▶ **Document passage**:
30 November 2015 - To see mine action work funded by a donation from Japan, the country’s Ambassador to South Sudan today visited a demining site in Nesitu, Central Equatoria State.
Japanese Ambassador Kiya Masahiko visited the site in Baibai village, 30 km south of Juba, where the UN Mine Action Service (UNMAS) is clearing about 21,000 square metres of land.
The area is said to contain many anti-tank and anti-personnel mines left behind by the Sudanese Armed Forces during the civil war.
With funding from a $2.5 million donation from Japan, work on the contaminated zone started in November 2015.
UNMAS is using the contribution to fund Quick Response Teams, train Explosive Detection Dogs and deliver Mine Risk Education to local communities.
“I am very impressed with the dedication of the South Sudanese working here under the scorching sun every day for the benefit of local community,” said Mr. Masahiko, referring to national deminers working with UNMAS.
He also expressed hope that with continued help from the international community, South Sudan will one day be free of landmines.
Jada Isaac Timon, the chief of Nesitu, said he was very happy with the UNMAS for the clearing operations and revealed that the community feels safer.
He noted that although the local population of Baibai village makes their living mainly from agriculture, the legacy of conflict had continued to restrict their daily life with remnants of war preventing them from using the land for cultivation and other agricultural projects.
Mr. Timon said he hoped once area was cleared of mines, the local community would be able to resettle, build schools and hospitals once the area is cleared from mines.
UNMAS has cleared and released 11 million square meters of land since January 2015, destroyed 1700 Explosive Remnants of War and delivered Mine Risk Education to more than 445,305 men, women and children.

▶ **Provided records**:
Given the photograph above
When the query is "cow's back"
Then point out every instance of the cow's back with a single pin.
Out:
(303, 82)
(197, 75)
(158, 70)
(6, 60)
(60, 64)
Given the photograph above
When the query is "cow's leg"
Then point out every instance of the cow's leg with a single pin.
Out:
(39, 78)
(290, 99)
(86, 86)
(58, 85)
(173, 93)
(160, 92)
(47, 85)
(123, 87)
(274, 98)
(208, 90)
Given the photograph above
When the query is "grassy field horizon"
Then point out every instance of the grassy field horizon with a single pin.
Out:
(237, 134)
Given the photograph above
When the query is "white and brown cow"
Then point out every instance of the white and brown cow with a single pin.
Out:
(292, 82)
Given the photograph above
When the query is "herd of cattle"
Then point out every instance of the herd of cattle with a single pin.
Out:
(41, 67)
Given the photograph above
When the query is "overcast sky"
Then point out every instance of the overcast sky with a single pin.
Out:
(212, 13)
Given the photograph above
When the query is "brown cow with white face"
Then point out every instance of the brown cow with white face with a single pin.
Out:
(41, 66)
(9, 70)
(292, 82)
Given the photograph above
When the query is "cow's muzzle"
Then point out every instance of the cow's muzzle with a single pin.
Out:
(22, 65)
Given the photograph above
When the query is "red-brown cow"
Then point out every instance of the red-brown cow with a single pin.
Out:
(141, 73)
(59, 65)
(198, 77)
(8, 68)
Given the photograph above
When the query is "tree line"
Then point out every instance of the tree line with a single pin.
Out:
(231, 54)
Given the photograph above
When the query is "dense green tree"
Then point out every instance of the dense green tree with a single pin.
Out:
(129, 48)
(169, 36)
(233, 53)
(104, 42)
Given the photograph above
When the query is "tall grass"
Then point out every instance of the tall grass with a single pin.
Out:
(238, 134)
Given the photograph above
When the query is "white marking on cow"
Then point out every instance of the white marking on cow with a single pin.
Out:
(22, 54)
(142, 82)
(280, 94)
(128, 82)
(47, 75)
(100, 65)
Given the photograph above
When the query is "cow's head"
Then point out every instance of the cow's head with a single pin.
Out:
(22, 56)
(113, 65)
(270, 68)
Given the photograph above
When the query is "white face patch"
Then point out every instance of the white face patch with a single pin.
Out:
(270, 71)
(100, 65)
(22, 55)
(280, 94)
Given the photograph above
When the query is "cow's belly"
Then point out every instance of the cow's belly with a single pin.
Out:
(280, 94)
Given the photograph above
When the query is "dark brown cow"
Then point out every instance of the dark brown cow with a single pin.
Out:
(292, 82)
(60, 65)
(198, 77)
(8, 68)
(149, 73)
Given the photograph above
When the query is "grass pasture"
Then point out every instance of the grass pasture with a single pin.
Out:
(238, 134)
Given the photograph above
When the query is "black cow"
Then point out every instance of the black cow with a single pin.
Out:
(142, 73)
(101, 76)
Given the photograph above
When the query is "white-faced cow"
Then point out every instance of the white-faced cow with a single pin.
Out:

▶ **Exercise objective**:
Rewrite the paragraph of the demining article that begins "UNMAS has cleared and released" as a short list, keeping its main facts.

▶ **Completed exercise**:
Since January 2015, UNMAS has:
- cleared and released 11 million square meters of land
- destroyed 1,700 Explosive Remnants of War
- delivered Mine Risk Education to more than 445,305 men, women and children